演習の指示: 乱歩訳ポー作品の初書籍化を伝える以下の本文を、改行も含めて一字も変えずに全文書き写すこと。

掲載本文:
江戸川乱歩がエドガー・アラン・ポーの作品を唯一自ら翻訳した『赤き死の假面(仮面)』が、
1949年の探偵小説雑誌「宝石」での掲載以来、初めて書籍化されたと、
YOMIURI ONLINEが伝えています。

The_masque_of_the_red_death
『赤き死の仮面』1919年の挿絵より

エドガー・アラン・ポーはアメリカの作家。いわばミステリ作家の始祖。
江戸川乱歩はそのポーの名を模した、日本のミステリ界の父。
乱歩によるポーの翻訳となれば、ミステリや幻想小説のファンとしては垂涎の作、
これは読みたいです。

なのですが…、ちょっと気になる点もあり、
とりあえずニュース記事を引用します。

☆☆☆
乱歩訳ポー作品、初の書籍化…「赤き死の假面」
作家、江戸川乱歩(1894~1965)が、ミステリーの先達、エドガー・アラン・ポー(1809~49)作品を唯一自ら翻訳した「赤き死の假面かめん」が、1949年の探偵小説雑誌「宝石」での掲載以来、初めて書籍化された。

乱歩にとってポーは、ペンネームに名前を借用したほど愛読した作家で、日米のミステリーの祖の“合作”が約60年ぶりによみがえった。

この本を出したのは、豪華本の文化を守ろうと昨年、一人で限定版専門の出版社、藍峯らんぽう舎を設立した新潮社OBの深江英賢ひでたかさん(64)。敬愛する乱歩関連の作品から、埋もれていた本作を見つけ、第1弾として書籍化した。箱入り牛革の背表紙の豪華装丁。疫病に襲われた国の宮廷で起こる怪異譚たんが、〈暗黒と、頽廢たいはいと、「赤き死」とが凡すべてを支配した〉など、幻想味あふれる文体で訳されている。

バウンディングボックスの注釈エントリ
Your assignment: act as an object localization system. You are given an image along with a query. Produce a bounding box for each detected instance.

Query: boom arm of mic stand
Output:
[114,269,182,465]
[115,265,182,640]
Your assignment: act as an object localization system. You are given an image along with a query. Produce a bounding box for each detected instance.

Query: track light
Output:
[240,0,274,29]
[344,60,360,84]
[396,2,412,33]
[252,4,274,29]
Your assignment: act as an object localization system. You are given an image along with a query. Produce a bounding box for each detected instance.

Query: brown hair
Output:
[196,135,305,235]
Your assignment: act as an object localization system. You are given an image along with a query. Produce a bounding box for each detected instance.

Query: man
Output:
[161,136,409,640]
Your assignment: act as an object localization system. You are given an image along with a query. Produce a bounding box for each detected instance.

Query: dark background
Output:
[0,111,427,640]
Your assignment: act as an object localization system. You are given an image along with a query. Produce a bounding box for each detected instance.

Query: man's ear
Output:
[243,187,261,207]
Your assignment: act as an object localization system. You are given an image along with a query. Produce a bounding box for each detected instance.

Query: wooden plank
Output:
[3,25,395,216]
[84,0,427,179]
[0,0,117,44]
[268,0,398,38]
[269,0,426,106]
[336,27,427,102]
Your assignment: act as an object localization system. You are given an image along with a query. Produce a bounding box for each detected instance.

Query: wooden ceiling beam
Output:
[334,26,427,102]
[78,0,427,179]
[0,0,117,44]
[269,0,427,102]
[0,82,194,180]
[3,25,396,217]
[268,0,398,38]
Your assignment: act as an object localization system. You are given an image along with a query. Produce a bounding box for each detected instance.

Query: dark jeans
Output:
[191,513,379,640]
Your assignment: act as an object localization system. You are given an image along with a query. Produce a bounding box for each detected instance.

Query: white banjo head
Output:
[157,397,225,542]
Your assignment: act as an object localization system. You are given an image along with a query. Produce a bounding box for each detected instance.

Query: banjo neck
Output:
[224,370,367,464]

出力全文:
江戸川乱歩がエドガー・アラン・ポーの作品を唯一自ら翻訳した『赤き死の假面(仮面)』が、
1949年の探偵小説雑誌「宝石」での掲載以来、初めて書籍化されたと、
YOMIURI ONLINEが伝えています。

The_masque_of_the_red_death
『赤き死の仮面』1919年の挿絵より

エドガー・アラン・ポーはアメリカの作家。いわばミステリ作家の始祖。
江戸川乱歩はそのポーの名を模した、日本のミステリ界の父。
乱歩によるポーの翻訳となれば、ミステリや幻想小説のファンとしては垂涎の作、
これは読みたいです。

なのですが…、ちょっと気になる点もあり、
とりあえずニュース記事を引用します。

☆☆☆
乱歩訳ポー作品、初の書籍化…「赤き死の假面」
作家、江戸川乱歩(1894~1965)が、ミステリーの先達、エドガー・アラン・ポー(1809~49)作品を唯一自ら翻訳した「赤き死の假面かめん」が、1949年の探偵小説雑誌「宝石」での掲載以来、初めて書籍化された。

乱歩にとってポーは、ペンネームに名前を借用したほど愛読した作家で、日米のミステリーの祖の“合作”が約60年ぶりによみがえった。

この本を出したのは、豪華本の文化を守ろうと昨年、一人で限定版専門の出版社、藍峯らんぽう舎を設立した新潮社OBの深江英賢ひでたかさん(64)。敬愛する乱歩関連の作品から、埋もれていた本作を見つけ、第1弾として書籍化した。箱入り牛革の背表紙の豪華装丁。疫病に襲われた国の宮廷で起こる怪異譚たんが、〈暗黒と、頽廢たいはいと、「赤き死」とが凡すべてを支配した〉など、幻想味あふれる文体で訳されている。